▸ **Set task**:
Copy the rows from the line with "Drone-based agricultural survey in progress. Pinpoint kitchen" to the line with "[604,85,638,203]", swapping "precision sprayer" for "spot sprayer" and keeping everything else the same.

- - -

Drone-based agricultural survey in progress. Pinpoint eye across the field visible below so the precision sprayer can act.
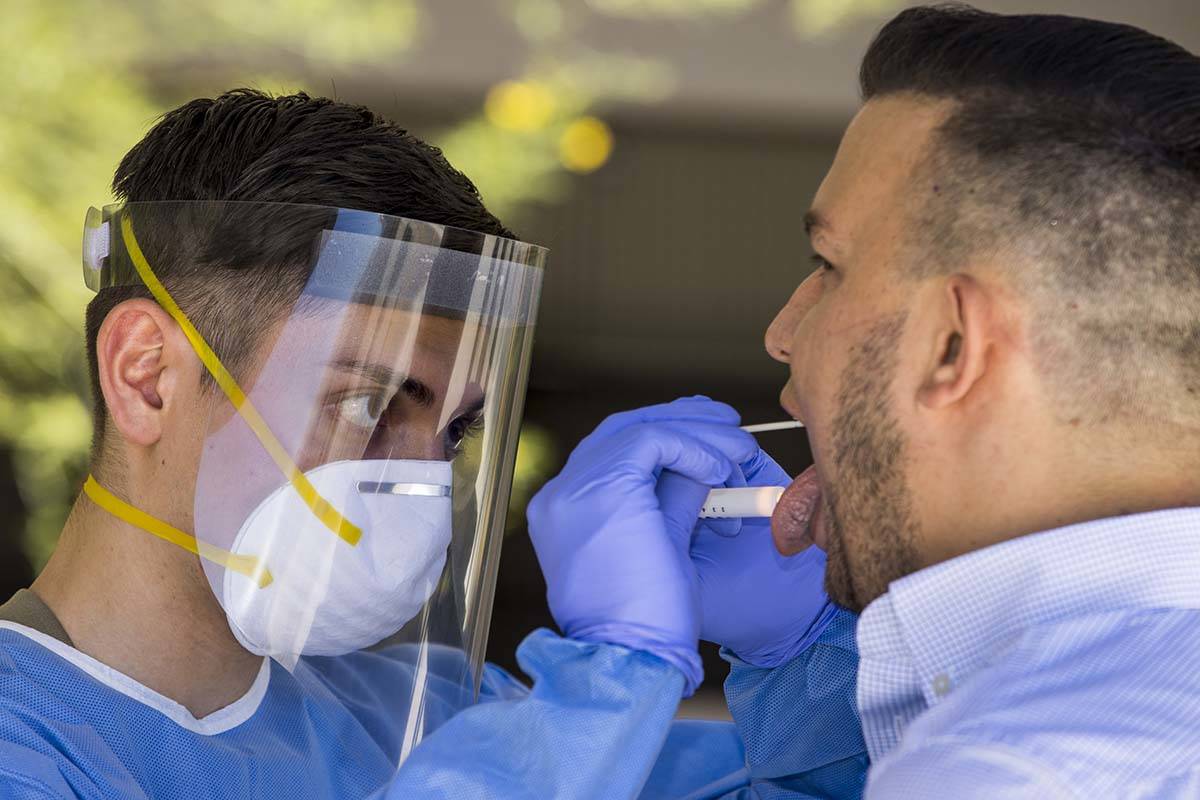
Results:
[445,416,484,452]
[337,395,386,431]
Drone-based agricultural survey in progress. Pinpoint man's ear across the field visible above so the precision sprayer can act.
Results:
[917,275,1001,410]
[96,299,194,447]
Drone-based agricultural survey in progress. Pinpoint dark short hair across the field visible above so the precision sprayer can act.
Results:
[860,5,1200,423]
[84,89,515,453]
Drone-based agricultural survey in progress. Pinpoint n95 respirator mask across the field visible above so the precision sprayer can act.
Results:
[217,461,451,668]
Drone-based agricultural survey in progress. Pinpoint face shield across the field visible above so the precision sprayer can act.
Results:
[84,203,546,744]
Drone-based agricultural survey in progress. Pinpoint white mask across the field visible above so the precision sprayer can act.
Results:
[215,461,451,668]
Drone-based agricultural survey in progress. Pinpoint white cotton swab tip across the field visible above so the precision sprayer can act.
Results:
[742,420,804,433]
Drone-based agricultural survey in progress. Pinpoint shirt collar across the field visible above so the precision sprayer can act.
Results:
[859,507,1200,700]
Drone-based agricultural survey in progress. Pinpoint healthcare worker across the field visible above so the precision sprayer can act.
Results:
[0,91,777,800]
[529,6,1200,800]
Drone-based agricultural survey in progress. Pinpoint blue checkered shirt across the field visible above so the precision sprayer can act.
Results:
[857,509,1200,800]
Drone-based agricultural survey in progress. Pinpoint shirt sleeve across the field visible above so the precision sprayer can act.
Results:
[384,630,684,800]
[721,609,868,800]
[866,736,1081,800]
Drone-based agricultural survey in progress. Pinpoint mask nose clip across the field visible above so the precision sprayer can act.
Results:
[358,481,450,498]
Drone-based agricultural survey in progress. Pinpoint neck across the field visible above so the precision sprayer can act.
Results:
[925,429,1200,566]
[31,495,262,717]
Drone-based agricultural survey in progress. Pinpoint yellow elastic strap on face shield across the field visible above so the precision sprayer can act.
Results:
[116,215,362,546]
[83,475,274,589]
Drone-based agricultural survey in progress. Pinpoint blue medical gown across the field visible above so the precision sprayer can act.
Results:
[0,609,866,800]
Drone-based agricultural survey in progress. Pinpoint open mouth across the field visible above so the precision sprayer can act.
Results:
[770,465,828,555]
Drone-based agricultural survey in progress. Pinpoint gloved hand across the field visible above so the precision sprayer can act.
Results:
[527,397,757,696]
[659,450,834,667]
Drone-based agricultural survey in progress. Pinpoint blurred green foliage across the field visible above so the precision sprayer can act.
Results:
[0,0,895,566]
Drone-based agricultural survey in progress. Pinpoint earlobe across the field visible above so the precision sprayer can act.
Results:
[919,275,995,409]
[96,299,174,447]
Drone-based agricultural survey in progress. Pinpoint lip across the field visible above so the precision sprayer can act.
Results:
[779,380,804,422]
[770,467,824,555]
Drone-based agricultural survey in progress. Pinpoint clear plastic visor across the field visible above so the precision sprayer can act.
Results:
[84,203,546,763]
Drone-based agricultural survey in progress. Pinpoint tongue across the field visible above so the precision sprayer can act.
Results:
[770,467,824,555]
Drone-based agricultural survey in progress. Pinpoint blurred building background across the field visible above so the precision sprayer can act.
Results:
[0,0,1200,714]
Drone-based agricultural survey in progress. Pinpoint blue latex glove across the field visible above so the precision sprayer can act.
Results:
[527,397,757,696]
[659,450,834,667]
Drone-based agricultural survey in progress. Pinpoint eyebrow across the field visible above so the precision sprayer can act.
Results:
[334,359,438,408]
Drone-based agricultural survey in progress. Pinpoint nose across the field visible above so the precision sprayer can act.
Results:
[368,426,446,461]
[764,273,820,363]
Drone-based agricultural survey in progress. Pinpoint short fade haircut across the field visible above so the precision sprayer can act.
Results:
[860,5,1200,428]
[84,89,515,458]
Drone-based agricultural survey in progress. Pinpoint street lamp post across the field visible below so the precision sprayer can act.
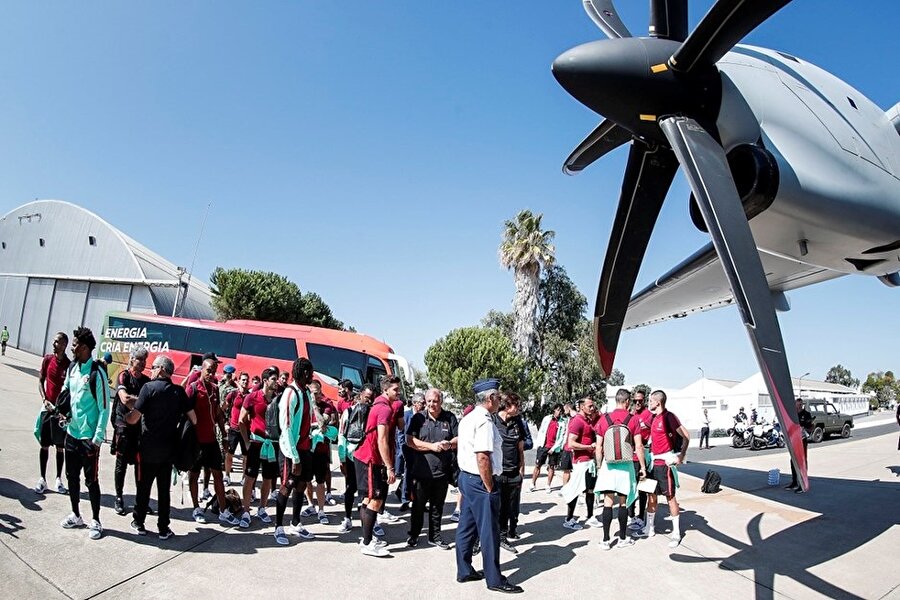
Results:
[797,371,809,400]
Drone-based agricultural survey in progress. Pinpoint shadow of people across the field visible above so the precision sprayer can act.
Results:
[671,465,900,600]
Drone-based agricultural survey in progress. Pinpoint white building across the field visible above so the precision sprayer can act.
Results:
[0,200,213,354]
[607,373,869,432]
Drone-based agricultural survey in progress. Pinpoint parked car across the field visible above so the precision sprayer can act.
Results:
[804,400,853,444]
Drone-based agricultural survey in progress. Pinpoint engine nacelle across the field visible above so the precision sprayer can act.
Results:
[690,144,779,232]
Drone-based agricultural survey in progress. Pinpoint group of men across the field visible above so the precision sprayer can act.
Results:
[29,328,688,593]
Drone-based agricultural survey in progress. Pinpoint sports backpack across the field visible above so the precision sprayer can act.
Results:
[343,402,371,444]
[603,413,634,465]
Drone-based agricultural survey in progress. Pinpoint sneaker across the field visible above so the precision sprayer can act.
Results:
[378,511,400,524]
[60,513,84,529]
[428,538,450,550]
[275,527,291,546]
[131,521,147,535]
[238,510,250,529]
[219,508,241,525]
[338,519,353,533]
[88,519,102,540]
[285,524,316,540]
[359,540,391,558]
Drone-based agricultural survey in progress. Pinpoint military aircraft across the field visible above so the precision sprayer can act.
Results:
[552,0,900,490]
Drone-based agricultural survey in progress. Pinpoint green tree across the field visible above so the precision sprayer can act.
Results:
[425,327,533,404]
[862,371,900,408]
[825,364,859,389]
[209,267,344,329]
[499,210,556,357]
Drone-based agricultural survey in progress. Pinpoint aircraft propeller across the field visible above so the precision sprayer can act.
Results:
[553,0,809,489]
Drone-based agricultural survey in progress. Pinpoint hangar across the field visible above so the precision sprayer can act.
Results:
[0,200,214,354]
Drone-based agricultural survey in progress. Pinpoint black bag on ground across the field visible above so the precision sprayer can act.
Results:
[700,470,722,494]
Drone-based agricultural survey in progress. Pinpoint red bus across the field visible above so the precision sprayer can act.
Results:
[98,312,412,398]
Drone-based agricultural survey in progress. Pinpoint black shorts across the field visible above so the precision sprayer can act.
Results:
[312,452,331,483]
[41,411,66,448]
[353,458,388,500]
[278,450,314,483]
[228,429,247,456]
[191,442,222,473]
[244,441,278,481]
[535,446,559,469]
[653,465,675,498]
[559,450,572,471]
[112,426,141,465]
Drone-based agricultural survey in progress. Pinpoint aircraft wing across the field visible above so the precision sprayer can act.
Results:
[624,243,846,329]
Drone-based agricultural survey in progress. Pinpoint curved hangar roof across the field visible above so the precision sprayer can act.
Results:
[0,200,212,318]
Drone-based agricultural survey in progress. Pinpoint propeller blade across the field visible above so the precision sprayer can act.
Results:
[669,0,791,73]
[563,119,631,175]
[584,0,631,39]
[594,141,678,377]
[660,117,809,490]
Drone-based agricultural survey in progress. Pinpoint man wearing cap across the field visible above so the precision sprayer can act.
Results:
[456,379,523,594]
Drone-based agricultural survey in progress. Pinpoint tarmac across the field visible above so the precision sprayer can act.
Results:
[0,349,900,600]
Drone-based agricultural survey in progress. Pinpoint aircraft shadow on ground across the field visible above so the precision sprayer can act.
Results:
[671,463,900,600]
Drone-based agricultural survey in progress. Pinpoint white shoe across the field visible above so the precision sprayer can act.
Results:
[338,519,353,533]
[88,519,103,540]
[378,511,400,525]
[60,513,84,529]
[359,540,391,558]
[275,527,291,546]
[285,525,316,540]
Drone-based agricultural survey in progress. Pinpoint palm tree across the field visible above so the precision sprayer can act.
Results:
[499,210,556,357]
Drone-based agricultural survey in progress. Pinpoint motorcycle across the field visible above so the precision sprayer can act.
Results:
[750,421,784,450]
[726,419,753,448]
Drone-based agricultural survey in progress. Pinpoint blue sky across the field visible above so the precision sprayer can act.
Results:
[0,0,900,386]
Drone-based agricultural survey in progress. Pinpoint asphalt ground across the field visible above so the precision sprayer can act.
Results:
[0,350,900,600]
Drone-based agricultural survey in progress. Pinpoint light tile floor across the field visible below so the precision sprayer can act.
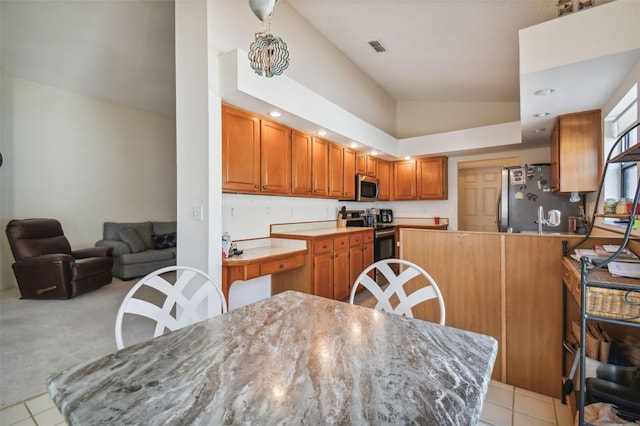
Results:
[0,380,571,426]
[480,380,572,426]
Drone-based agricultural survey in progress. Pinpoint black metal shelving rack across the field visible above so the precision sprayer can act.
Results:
[562,122,640,426]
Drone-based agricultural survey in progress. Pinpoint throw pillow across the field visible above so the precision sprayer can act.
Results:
[151,232,178,250]
[118,228,147,253]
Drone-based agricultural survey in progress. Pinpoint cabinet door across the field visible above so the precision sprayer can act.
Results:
[349,244,364,291]
[356,152,367,175]
[313,252,333,299]
[333,249,351,300]
[342,148,356,200]
[367,155,378,177]
[311,138,329,197]
[260,120,291,195]
[378,160,391,201]
[558,110,602,193]
[222,105,260,192]
[329,143,344,198]
[291,130,312,197]
[393,160,416,200]
[417,157,447,200]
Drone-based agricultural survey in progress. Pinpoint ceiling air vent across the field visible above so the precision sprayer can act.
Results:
[369,40,387,53]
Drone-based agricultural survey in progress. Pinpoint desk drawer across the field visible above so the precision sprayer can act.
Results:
[313,237,333,255]
[260,254,304,275]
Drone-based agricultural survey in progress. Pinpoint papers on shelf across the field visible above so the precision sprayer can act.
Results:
[608,262,640,278]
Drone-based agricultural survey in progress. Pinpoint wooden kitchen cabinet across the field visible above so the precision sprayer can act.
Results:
[329,143,356,200]
[400,228,592,398]
[356,152,378,177]
[393,160,417,201]
[291,130,329,197]
[311,137,329,197]
[222,105,260,192]
[550,110,603,193]
[342,147,356,200]
[378,159,391,201]
[271,229,373,300]
[417,156,448,200]
[222,105,291,195]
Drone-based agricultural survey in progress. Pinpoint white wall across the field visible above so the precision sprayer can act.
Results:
[0,72,176,288]
[396,101,520,139]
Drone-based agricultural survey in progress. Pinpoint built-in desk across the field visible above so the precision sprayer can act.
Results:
[222,238,308,302]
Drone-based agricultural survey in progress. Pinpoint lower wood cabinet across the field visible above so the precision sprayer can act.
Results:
[400,229,575,398]
[271,230,373,300]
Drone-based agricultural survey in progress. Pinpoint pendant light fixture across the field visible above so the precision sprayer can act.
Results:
[249,0,289,78]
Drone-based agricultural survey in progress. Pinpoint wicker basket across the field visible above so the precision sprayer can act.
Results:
[587,285,640,322]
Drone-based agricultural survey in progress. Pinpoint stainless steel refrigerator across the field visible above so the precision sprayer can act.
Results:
[497,164,584,233]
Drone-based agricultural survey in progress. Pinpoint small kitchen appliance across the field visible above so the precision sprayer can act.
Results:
[380,209,393,223]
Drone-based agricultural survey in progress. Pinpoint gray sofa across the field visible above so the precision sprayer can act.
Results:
[96,222,176,280]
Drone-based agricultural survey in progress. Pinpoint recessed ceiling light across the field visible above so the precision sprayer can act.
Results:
[533,88,553,96]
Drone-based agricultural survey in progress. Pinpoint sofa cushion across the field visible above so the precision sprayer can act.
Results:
[103,222,156,249]
[120,248,176,265]
[151,232,178,250]
[151,222,177,235]
[118,228,147,253]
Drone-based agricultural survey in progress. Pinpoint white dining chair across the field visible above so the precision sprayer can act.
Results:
[115,266,227,349]
[349,258,446,325]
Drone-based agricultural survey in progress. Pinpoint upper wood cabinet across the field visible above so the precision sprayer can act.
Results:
[393,160,417,200]
[378,159,391,201]
[550,110,603,193]
[356,152,378,177]
[311,137,329,197]
[291,130,329,197]
[260,120,291,195]
[329,143,356,200]
[342,148,356,200]
[222,105,260,192]
[417,157,448,200]
[222,105,291,195]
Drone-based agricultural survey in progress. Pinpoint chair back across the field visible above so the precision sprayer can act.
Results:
[349,259,446,325]
[115,266,227,349]
[6,219,71,262]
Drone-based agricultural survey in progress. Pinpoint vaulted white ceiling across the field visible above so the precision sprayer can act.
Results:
[0,0,626,150]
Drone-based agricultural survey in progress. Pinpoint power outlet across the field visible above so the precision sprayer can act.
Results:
[191,206,204,222]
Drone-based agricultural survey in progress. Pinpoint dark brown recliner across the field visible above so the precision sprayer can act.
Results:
[6,219,113,299]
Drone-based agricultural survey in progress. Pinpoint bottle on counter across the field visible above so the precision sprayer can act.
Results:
[222,232,231,259]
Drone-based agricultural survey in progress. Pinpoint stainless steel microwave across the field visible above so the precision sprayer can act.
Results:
[356,175,378,201]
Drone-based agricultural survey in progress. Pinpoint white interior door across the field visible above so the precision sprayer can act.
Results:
[458,166,502,232]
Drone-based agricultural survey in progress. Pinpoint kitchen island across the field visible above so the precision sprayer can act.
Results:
[48,292,497,425]
[400,228,624,398]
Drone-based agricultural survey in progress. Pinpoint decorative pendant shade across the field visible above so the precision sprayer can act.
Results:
[249,33,289,77]
[249,0,289,77]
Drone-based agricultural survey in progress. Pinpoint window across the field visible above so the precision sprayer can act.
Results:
[604,85,638,203]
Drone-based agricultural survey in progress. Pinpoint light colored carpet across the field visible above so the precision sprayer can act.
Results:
[0,274,375,408]
[0,278,137,408]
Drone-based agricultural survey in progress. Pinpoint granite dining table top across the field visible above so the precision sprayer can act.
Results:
[47,291,498,426]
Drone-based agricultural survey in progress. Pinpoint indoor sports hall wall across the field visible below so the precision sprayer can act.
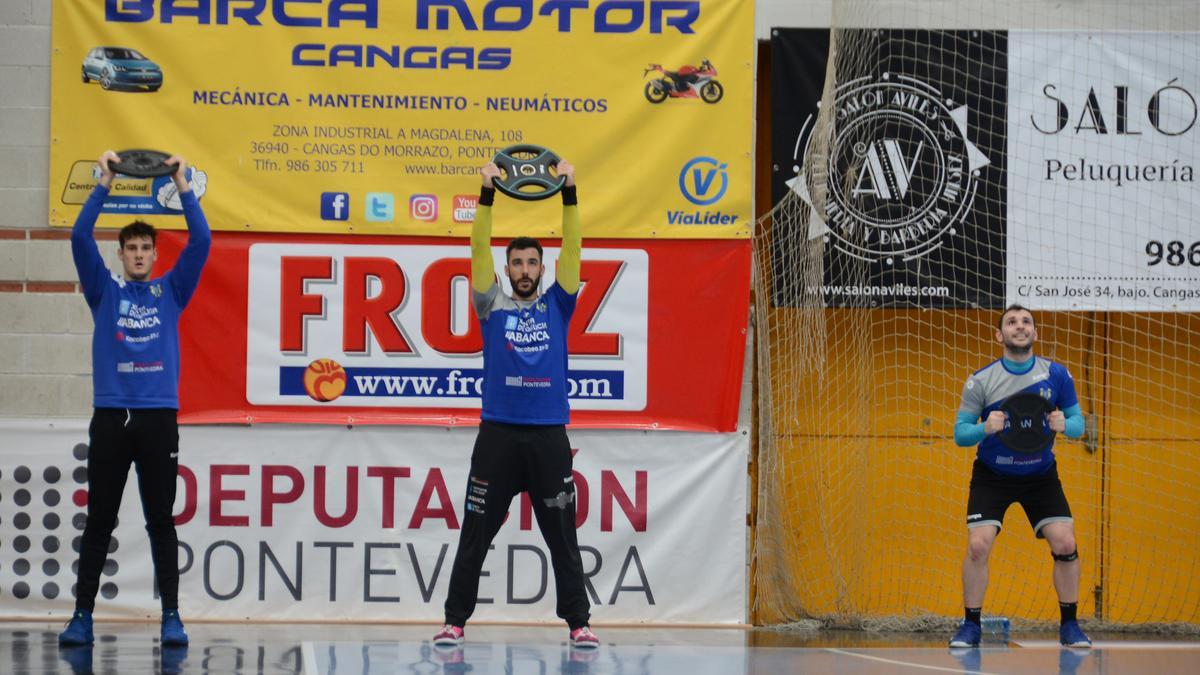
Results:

- - -

▸ **Result below**:
Drone-based agricultural survey in progress. Pinpoint kitchen island across the field visible above so the spot sprayer can act.
Results:
[48,292,497,425]
[400,228,624,398]
Drone-based agricultural survey in progress. Pinpoint decorative pendant shade across the field visible above so the spot sprayer can act.
Results:
[249,33,289,77]
[249,0,289,77]
Drone-based agricultural survey in progress. Pinpoint window across the field visible above so the spot sprayer can act.
Results:
[604,85,638,203]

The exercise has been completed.